[[ Dataset, beginning ]]

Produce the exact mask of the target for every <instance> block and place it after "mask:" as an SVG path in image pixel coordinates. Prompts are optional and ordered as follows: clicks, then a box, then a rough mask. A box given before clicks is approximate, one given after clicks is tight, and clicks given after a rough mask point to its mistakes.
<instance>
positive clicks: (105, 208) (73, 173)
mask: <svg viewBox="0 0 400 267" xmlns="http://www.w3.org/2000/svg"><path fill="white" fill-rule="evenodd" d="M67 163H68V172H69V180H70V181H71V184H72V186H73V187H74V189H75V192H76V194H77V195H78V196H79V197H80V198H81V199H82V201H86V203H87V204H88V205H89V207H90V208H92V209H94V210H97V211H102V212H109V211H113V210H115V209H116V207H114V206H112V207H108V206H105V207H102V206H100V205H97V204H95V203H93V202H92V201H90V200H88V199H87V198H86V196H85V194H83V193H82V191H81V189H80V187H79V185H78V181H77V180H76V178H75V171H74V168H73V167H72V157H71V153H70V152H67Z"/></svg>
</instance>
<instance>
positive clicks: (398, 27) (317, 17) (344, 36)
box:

[[ Dataset, end ]]

Problem requirements » Every line of the data above should be output exactly as written.

Response area »
Produce the exact mask of the target for every <instance> block and place it after "mask:" as an SVG path in image pixel coordinates. Prompts are optional and ordered as follows: clicks, then a box, then a rough mask. A box given before clicks is approximate, one given after clicks is tight, and clicks given after a rough mask point to its mistakes.
<instance>
positive clicks: (105, 208) (73, 173)
mask: <svg viewBox="0 0 400 267" xmlns="http://www.w3.org/2000/svg"><path fill="white" fill-rule="evenodd" d="M67 163H68V172H69V180H70V181H71V184H72V186H73V187H74V189H75V192H76V194H77V195H78V196H79V197H80V198H81V199H82V201H86V203H87V204H88V205H89V207H90V208H92V209H94V210H97V211H102V212H109V211H113V210H115V209H116V207H114V206H112V207H108V206H105V207H102V206H100V205H97V204H95V203H93V202H92V201H90V200H88V199H87V198H86V196H85V194H83V193H82V191H81V189H80V187H79V185H78V181H77V180H76V178H75V171H74V168H73V167H72V157H71V153H70V152H67Z"/></svg>
</instance>
<instance>
positive clicks: (398, 27) (317, 17) (344, 36)
box:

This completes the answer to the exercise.